=== ENTRIES PROVIDED ===
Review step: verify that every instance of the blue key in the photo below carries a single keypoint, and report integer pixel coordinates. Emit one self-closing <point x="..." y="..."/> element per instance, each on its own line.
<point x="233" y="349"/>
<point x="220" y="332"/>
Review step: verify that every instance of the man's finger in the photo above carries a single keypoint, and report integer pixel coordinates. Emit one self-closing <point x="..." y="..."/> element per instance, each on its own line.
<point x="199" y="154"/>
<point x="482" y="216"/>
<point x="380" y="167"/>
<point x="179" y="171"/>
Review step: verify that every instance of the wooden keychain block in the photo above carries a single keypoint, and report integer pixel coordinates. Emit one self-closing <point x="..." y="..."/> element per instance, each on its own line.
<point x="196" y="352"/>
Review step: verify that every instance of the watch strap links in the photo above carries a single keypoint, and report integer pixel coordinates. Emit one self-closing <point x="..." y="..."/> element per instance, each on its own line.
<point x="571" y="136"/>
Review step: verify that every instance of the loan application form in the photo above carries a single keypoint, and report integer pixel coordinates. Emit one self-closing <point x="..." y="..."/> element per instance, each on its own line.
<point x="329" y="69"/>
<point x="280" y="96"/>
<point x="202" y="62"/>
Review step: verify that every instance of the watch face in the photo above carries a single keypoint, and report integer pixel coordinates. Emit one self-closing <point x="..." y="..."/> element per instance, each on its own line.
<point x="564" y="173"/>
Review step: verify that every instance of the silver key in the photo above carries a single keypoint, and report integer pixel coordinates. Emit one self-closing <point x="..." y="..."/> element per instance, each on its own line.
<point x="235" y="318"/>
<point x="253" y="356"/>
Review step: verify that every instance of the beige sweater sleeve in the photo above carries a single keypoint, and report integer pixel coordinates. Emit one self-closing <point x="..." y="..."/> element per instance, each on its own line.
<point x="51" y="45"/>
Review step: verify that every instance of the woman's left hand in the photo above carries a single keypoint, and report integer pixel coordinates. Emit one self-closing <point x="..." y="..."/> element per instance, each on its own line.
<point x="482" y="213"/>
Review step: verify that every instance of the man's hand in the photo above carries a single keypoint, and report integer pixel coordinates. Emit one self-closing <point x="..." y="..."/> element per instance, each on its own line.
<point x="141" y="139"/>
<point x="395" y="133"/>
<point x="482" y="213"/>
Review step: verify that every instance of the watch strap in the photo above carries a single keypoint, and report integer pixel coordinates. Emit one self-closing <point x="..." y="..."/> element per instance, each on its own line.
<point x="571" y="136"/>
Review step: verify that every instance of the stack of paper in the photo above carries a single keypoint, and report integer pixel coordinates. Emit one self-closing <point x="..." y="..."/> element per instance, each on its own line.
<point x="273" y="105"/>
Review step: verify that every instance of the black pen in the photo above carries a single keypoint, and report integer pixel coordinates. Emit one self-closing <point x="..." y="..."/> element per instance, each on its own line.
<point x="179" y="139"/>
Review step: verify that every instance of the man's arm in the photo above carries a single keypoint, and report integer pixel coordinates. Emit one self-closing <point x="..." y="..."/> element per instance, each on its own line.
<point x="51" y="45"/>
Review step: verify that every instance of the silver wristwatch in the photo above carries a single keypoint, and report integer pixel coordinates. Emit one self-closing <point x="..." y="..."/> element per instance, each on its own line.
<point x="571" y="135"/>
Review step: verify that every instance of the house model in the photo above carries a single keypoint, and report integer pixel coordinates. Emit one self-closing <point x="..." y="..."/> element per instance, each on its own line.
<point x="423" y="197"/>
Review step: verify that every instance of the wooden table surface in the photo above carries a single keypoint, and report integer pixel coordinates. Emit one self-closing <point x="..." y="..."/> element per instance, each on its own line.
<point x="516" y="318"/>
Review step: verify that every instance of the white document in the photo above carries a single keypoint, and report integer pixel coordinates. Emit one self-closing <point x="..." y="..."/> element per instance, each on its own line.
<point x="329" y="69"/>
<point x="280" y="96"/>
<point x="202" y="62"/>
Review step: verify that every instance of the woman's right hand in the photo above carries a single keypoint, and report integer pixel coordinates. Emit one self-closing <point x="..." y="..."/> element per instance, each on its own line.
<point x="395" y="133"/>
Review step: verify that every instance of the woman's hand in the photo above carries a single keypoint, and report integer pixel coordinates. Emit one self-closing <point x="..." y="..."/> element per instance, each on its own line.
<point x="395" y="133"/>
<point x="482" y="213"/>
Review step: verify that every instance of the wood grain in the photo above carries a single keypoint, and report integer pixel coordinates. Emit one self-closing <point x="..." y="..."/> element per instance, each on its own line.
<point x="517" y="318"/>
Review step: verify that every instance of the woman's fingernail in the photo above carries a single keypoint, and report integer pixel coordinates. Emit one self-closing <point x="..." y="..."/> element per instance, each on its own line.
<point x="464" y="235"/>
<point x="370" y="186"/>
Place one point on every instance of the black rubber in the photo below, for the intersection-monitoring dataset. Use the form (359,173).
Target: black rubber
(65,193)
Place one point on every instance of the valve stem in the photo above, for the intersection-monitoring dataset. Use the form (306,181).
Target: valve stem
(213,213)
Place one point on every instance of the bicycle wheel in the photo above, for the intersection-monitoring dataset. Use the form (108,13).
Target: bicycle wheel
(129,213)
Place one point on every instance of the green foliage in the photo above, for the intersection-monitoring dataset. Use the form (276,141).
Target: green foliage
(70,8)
===
## ABOUT THIS TASK
Every line above is to be duplicated exactly as shown.

## YOUR RESPONSE
Review step: verify that every instance of the blue key in the photo below carries a single keypoint, and report integer pixel coordinates. Emit one self-closing <point x="..." y="..."/> element per instance, each on its own line.
<point x="233" y="349"/>
<point x="220" y="332"/>
Review step: verify that every instance of the man's finger in the photo above carries a single keypoint, and report integer pixel coordinates. Emit one self-closing <point x="..." y="..."/> element per instance, each on its own line.
<point x="199" y="154"/>
<point x="482" y="216"/>
<point x="380" y="167"/>
<point x="179" y="171"/>
Review step: verify that every instance of the wooden keychain block in the photo above carries a single keypoint, and report integer pixel coordinates. Emit one self-closing <point x="..." y="..."/> element per instance, each on its own line.
<point x="196" y="352"/>
Review step: verify that every instance of the watch strap links in the photo above carries a single keypoint, and report integer pixel coordinates. Emit one self-closing <point x="..." y="..."/> element per instance, each on its own line.
<point x="571" y="136"/>
Review step: verify that every instance of the loan application form in the photo above carries a single keypoint, and report integer pixel coordinates. Emit one self-closing <point x="..." y="..."/> element per instance, each on its own line.
<point x="329" y="69"/>
<point x="280" y="96"/>
<point x="202" y="62"/>
Review step: verify that every instance of the watch face in the photo above carries a single keypoint, and report integer pixel coordinates. Emit one self-closing <point x="..." y="..."/> element per instance, each on its own line.
<point x="564" y="173"/>
Review step: verify that every instance of the silver key in the photo above carries a single keypoint, and report integer pixel coordinates. Emit one self-closing <point x="..." y="..."/> element per instance, each on its own line.
<point x="235" y="318"/>
<point x="253" y="356"/>
Review step: verify that every instance of the beige sweater sleeve in the photo above carries a single keypoint, and report integer pixel coordinates. Emit one self-closing <point x="..." y="..."/> element per instance, each on its own line.
<point x="51" y="45"/>
Review step: verify that every instance of the woman's left hand in the photo above carries a single keypoint, and report integer pixel coordinates. Emit one self-closing <point x="..." y="..."/> element per instance, each on its own line.
<point x="482" y="213"/>
Review step: verify that every instance of the man's hand in the photo above carries a single keypoint, and report integer pixel coordinates. Emit one self-closing <point x="..." y="..."/> element per instance, each on its own line.
<point x="141" y="139"/>
<point x="395" y="133"/>
<point x="482" y="213"/>
Review step: verify that every instance of the watch strap in the photo above carries a single keypoint, and report integer pixel coordinates. Emit one self-closing <point x="..." y="..."/> element per instance, each on its own line.
<point x="571" y="136"/>
Review step: verify that every instance of the stack of paper in the photo above carries a single keypoint, and report integer pixel coordinates. Emit one self-closing <point x="..." y="..."/> element per instance, each on its own line.
<point x="273" y="105"/>
Review step: verify that every instance of the black pen in the photo above carries a single keypoint, and report integer pixel coordinates. Emit one self-closing <point x="..." y="..."/> element per instance, each on its own line.
<point x="179" y="139"/>
Review step: verify that every instance of the man's arm in the photo above carries a single keypoint, and report integer pixel coordinates. Emit one self-closing <point x="..." y="..."/> element per instance, each on its own line.
<point x="51" y="45"/>
Review step: verify that every instance of the silver wristwatch in the photo above carries a single keypoint, and report integer pixel coordinates. Emit one self-closing <point x="..." y="..."/> element per instance, each on its own line.
<point x="571" y="135"/>
Review step: verify that every instance of the house model in the photo above carries a single keypoint, and report integer pixel coordinates. Emit one self-closing <point x="..." y="..."/> element per instance, each on its own line.
<point x="423" y="197"/>
Review step: verify that every instance of the wooden table surface in the photo above carries a single keypoint, and report integer pixel coordinates. Emit one self-closing <point x="..." y="..."/> element per instance, each on its own line.
<point x="516" y="318"/>
Review step: verify that every instance of the white document in the photo above carries a single keypoint, and report integer pixel coordinates. Emit one self-closing <point x="..." y="..."/> element per instance, each on its own line.
<point x="329" y="69"/>
<point x="280" y="96"/>
<point x="202" y="62"/>
Review step: verify that every instance of the woman's right hand in the photo above carries a single keypoint, and report integer pixel coordinates. Emit one self-closing <point x="..." y="..."/> element per instance, each on its own line.
<point x="395" y="133"/>
Review step: verify that every instance of the woman's hand in the photo above carries a single keypoint, and report integer pixel coordinates. Emit one self-closing <point x="..." y="..."/> element per instance, each on its own line.
<point x="395" y="133"/>
<point x="482" y="213"/>
Review step: verify that every instance of the wood grain in the photo above carries a single keypoint, and report integer pixel coordinates. Emit one self-closing <point x="..." y="..."/> element per instance, each on its own line.
<point x="517" y="318"/>
Review step: verify that every instance of the woman's fingernail in the photo above carries a single keypoint, and report integer pixel coordinates. Emit one self-closing <point x="..." y="..."/> element per instance, each on its own line.
<point x="464" y="235"/>
<point x="370" y="186"/>
Place one point on every instance of the black rubber in the photo below, for the intersection-monitoring dataset. Use the form (359,173).
Target: black rubber
(65,193)
Place one point on every instance of the valve stem in the photo above, for the intersection-monitoring dataset. Use the form (306,181).
Target: valve stem
(213,213)
Place one point on every instance of the bicycle wheel in the photo above, for the intersection-monitoring dataset. Use the form (108,13).
Target: bicycle wheel
(129,213)
Place one point on every instance of the green foliage in the photo above, for the intersection-monitoring dataset. Use the form (276,141).
Target: green foliage
(70,8)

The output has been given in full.